▶ Given data
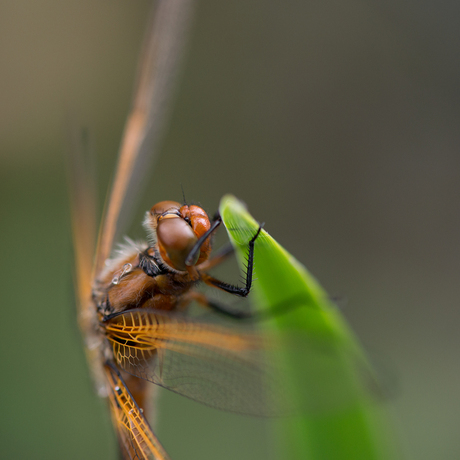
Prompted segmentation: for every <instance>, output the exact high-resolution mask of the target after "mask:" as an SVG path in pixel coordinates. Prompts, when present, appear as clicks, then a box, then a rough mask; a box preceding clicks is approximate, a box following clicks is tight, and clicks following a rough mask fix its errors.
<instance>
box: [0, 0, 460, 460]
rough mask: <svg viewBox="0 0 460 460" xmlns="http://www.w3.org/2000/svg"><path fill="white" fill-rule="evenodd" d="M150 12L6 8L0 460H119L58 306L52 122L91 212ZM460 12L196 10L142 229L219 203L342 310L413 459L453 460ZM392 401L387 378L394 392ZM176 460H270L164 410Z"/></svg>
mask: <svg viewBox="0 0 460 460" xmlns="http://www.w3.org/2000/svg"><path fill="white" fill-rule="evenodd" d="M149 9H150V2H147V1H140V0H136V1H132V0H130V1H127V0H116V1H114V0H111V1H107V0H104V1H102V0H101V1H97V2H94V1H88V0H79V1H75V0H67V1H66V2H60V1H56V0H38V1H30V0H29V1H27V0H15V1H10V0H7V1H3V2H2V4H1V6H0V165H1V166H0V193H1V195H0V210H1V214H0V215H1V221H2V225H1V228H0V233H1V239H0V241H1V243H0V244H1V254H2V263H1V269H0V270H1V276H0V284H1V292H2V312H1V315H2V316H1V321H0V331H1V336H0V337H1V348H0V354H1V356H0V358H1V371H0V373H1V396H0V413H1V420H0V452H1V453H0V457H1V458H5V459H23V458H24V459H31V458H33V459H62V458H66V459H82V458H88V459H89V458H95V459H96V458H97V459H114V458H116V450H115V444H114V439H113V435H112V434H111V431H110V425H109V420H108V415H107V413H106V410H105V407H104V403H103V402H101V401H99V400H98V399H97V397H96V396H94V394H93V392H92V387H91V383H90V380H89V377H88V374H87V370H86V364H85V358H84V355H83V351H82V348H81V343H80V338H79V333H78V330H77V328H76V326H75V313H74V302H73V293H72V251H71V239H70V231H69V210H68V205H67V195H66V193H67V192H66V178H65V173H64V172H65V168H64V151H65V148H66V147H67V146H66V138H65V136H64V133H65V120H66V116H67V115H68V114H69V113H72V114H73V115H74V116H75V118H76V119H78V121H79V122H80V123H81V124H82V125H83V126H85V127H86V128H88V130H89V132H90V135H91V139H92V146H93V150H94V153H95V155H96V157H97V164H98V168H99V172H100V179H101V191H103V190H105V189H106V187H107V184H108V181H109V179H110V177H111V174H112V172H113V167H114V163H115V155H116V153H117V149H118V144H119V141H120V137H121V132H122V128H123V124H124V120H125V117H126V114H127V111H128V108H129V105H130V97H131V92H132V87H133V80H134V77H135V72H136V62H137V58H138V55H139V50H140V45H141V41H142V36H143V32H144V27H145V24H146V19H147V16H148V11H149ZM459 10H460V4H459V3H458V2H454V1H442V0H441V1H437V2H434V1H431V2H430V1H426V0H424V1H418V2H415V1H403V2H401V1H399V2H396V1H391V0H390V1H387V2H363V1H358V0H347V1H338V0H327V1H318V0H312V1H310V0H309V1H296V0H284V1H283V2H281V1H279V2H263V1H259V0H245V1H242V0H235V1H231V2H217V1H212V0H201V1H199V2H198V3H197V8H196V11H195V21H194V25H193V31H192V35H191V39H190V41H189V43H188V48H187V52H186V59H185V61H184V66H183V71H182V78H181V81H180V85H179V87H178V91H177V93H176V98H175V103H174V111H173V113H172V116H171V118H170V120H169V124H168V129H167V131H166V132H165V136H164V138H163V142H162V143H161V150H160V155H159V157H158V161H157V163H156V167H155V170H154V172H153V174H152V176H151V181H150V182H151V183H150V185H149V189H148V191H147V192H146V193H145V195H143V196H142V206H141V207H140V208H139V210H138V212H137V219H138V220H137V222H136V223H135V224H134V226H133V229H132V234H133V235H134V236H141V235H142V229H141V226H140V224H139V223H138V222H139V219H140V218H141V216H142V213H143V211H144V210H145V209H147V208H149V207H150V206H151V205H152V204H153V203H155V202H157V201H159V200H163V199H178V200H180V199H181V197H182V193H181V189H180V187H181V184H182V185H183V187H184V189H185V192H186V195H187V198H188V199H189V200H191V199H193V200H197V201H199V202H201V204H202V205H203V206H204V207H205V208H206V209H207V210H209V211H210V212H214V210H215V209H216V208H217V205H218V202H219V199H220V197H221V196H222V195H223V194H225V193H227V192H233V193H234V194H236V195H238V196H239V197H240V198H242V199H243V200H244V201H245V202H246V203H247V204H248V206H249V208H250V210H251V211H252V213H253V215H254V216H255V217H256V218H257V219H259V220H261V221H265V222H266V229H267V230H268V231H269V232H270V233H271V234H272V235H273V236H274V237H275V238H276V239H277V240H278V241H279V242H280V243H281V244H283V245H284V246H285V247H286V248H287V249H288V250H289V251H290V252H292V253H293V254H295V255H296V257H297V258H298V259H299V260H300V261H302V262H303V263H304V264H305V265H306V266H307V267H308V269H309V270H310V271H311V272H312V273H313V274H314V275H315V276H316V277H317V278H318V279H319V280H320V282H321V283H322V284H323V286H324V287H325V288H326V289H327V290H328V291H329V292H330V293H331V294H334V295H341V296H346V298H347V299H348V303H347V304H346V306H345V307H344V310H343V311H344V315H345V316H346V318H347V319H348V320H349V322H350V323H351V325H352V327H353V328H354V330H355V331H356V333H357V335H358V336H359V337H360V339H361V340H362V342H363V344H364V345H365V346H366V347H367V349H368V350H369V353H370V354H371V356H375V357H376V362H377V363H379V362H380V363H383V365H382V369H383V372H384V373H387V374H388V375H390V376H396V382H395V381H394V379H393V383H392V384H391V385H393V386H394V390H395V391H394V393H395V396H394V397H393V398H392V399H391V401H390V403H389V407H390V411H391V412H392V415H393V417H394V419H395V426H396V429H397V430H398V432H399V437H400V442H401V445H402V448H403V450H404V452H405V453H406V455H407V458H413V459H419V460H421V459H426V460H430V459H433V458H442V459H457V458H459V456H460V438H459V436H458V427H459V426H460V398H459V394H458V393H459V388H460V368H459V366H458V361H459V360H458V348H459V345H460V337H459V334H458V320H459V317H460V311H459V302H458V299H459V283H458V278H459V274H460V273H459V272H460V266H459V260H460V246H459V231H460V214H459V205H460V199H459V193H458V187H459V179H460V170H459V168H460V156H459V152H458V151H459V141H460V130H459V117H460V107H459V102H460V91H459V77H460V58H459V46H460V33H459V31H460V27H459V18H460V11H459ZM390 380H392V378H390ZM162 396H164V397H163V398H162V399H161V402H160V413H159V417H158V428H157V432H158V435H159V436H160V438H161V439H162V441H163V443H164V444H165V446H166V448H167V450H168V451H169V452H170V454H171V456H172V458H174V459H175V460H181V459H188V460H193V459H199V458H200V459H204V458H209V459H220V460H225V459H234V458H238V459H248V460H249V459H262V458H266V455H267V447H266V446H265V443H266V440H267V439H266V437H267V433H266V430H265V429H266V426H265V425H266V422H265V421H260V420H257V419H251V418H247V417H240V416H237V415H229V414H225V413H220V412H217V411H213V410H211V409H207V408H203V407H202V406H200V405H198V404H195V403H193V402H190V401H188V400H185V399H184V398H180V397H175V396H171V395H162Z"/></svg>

▶ Task to carry out
Transcribe every line of the records above without any changes, leaving out the pictures.

▶ Response area
Prompted segmentation: for every <instance>, output the exact high-resolution mask of the target after "mask:" as an SVG path in pixel coordinates. Prompts, when present, appear as clicks, then a box, then a rough mask; a box preceding clicks is approximate, a box following clicks is tight, and clicks following a rough mask fix its errors.
<instance>
box: [0, 0, 460, 460]
rough mask: <svg viewBox="0 0 460 460" xmlns="http://www.w3.org/2000/svg"><path fill="white" fill-rule="evenodd" d="M150 12L6 8L0 460H119L58 306L52 122L91 212ZM460 12L196 10L142 229L219 203L342 310L413 459L453 460ZM392 401L387 378L394 392ZM176 460H270L164 410Z"/></svg>
mask: <svg viewBox="0 0 460 460" xmlns="http://www.w3.org/2000/svg"><path fill="white" fill-rule="evenodd" d="M149 9H150V2H147V1H140V0H136V1H132V0H130V1H127V0H116V1H114V0H111V1H107V0H104V1H102V0H101V1H97V2H94V1H88V0H79V1H75V0H67V1H66V2H60V1H56V0H38V1H30V0H29V1H27V0H15V1H10V0H7V1H3V2H2V4H1V6H0V165H1V166H0V193H1V195H0V210H1V214H0V215H1V221H2V225H1V228H0V233H1V239H0V241H1V243H0V244H1V254H2V263H1V269H0V270H1V276H0V284H1V292H2V312H1V315H2V316H1V321H0V331H1V336H0V337H1V348H0V354H1V356H0V358H1V371H0V373H1V396H0V413H1V420H0V452H1V453H0V457H1V458H5V459H23V458H24V459H31V458H33V459H62V458H66V459H82V458H88V459H89V458H95V459H96V458H97V459H114V458H116V450H115V444H114V439H113V435H112V434H111V431H110V425H109V420H108V415H107V413H106V410H105V407H104V403H103V402H101V401H99V400H98V399H97V397H96V396H94V394H93V392H92V387H91V383H90V380H89V377H88V374H87V370H86V364H85V358H84V355H83V351H82V348H81V343H80V338H79V333H78V330H77V328H76V326H75V313H74V302H73V293H72V251H71V239H70V231H69V210H68V205H67V195H66V193H67V192H66V178H65V173H64V172H65V168H64V151H65V148H66V147H67V146H66V138H65V136H64V133H65V120H66V116H67V115H68V114H69V113H72V114H73V115H74V116H75V118H76V119H78V121H79V122H80V123H81V124H82V125H83V126H85V127H86V128H88V130H89V132H90V135H91V139H92V146H93V150H94V153H95V155H96V157H97V164H98V168H99V172H100V179H101V191H103V190H105V189H106V187H107V184H108V181H109V179H110V177H111V174H112V172H113V167H114V163H115V155H116V153H117V149H118V144H119V141H120V137H121V132H122V128H123V124H124V120H125V117H126V114H127V111H128V108H129V105H130V97H131V92H132V87H133V80H134V77H135V72H136V62H137V58H138V55H139V50H140V45H141V41H142V36H143V32H144V27H145V24H146V19H147V16H148V11H149ZM459 10H460V4H459V3H458V2H454V1H442V0H441V1H437V2H434V1H431V2H430V1H426V0H424V1H418V2H415V1H403V2H401V1H399V2H396V1H391V0H390V1H387V2H363V1H358V0H347V1H338V0H327V1H318V0H312V1H310V0H309V1H296V0H284V1H283V2H281V1H279V2H263V1H259V0H245V1H242V0H235V1H231V2H217V1H212V0H201V1H199V2H198V3H197V8H196V11H195V21H194V25H193V31H192V35H191V39H190V41H189V43H188V48H187V52H186V59H185V61H184V66H183V71H182V78H181V81H180V85H179V87H178V91H177V93H176V98H175V103H174V111H173V113H172V116H171V118H170V120H169V124H168V129H167V131H166V132H165V136H164V138H163V142H162V143H161V150H160V155H159V157H158V161H157V163H156V167H155V170H154V172H153V174H152V176H151V181H150V182H151V183H150V185H149V189H148V191H147V192H146V193H145V195H143V196H142V206H141V207H140V208H139V210H138V212H137V219H138V220H137V222H136V223H135V224H134V226H133V229H132V234H133V235H134V236H141V235H142V229H141V226H140V224H139V223H138V222H139V219H140V218H141V216H142V213H143V211H144V210H145V209H147V208H149V207H150V206H151V205H152V204H153V203H155V202H157V201H159V200H163V199H178V200H180V199H181V197H182V193H181V189H180V187H181V184H182V185H183V187H184V189H185V192H186V195H187V198H188V199H189V200H191V199H193V200H197V201H199V202H201V204H202V205H203V206H204V207H205V208H206V209H207V210H209V211H210V212H214V210H215V209H216V208H217V205H218V202H219V199H220V197H221V196H222V195H223V194H225V193H227V192H233V193H234V194H236V195H238V196H239V197H240V198H242V199H243V200H244V201H245V202H246V203H247V204H248V206H249V208H250V210H251V211H252V213H253V215H254V216H255V217H256V218H257V219H259V220H261V221H265V222H266V229H267V230H268V231H269V232H270V233H271V234H272V235H273V236H274V237H275V238H276V239H277V240H278V241H279V242H280V243H281V244H283V245H284V246H285V247H286V248H287V249H288V250H289V251H290V252H292V253H293V254H295V255H296V257H297V258H298V259H299V260H300V261H302V262H303V263H304V264H305V265H306V266H307V267H308V269H309V270H310V271H311V272H312V273H313V274H314V275H315V276H316V277H317V278H318V279H319V280H320V282H321V283H322V284H323V286H324V287H325V288H326V289H327V290H328V291H329V292H330V293H331V294H334V295H341V296H346V298H347V299H348V303H347V304H346V306H345V307H344V310H343V311H344V315H345V316H346V318H347V319H348V320H349V322H350V323H351V325H352V327H353V328H354V330H355V331H356V333H357V335H358V336H359V337H360V339H361V340H362V342H363V344H364V345H365V346H366V347H367V349H368V350H369V353H370V354H371V356H375V357H376V362H377V363H379V362H380V363H383V365H382V369H383V372H384V373H387V374H388V375H390V376H396V382H395V381H394V379H393V383H392V384H391V385H393V386H394V390H395V391H394V393H395V396H394V397H393V398H392V399H391V401H390V403H389V407H390V411H391V412H392V415H393V417H394V419H395V426H396V429H397V430H398V432H399V437H400V442H401V445H402V448H403V450H404V452H405V453H406V455H407V458H413V459H419V460H421V459H426V460H430V459H433V458H442V459H457V458H459V456H460V438H459V436H458V427H459V426H460V398H459V394H458V393H459V388H460V368H459V366H458V361H459V360H458V348H459V345H460V337H459V334H458V320H459V317H460V311H459V302H458V299H459V283H458V278H459V274H460V273H459V272H460V266H459V260H460V246H459V231H460V214H459V205H460V199H459V193H458V187H459V179H460V170H459V168H460V156H459V152H458V151H459V141H460V130H459V117H460V107H459V102H460V91H459V77H460V58H459V46H460V33H459V31H460V27H459V18H460V11H459ZM390 380H392V378H390ZM162 396H164V397H163V398H162V399H161V402H160V413H159V417H158V428H157V432H158V435H159V436H160V438H161V439H162V441H163V443H164V444H165V446H166V448H167V450H168V451H169V452H170V454H171V456H172V458H174V459H175V460H181V459H188V460H193V459H199V458H200V459H204V458H209V459H220V460H225V459H234V458H238V459H248V460H249V459H262V458H266V455H267V447H266V446H265V443H266V440H267V439H266V437H267V433H266V430H265V429H266V426H265V425H266V422H265V421H260V420H257V419H251V418H247V417H240V416H237V415H229V414H225V413H220V412H217V411H213V410H211V409H207V408H203V407H202V406H200V405H198V404H195V403H193V402H190V401H188V400H185V399H184V398H180V397H175V396H171V395H162Z"/></svg>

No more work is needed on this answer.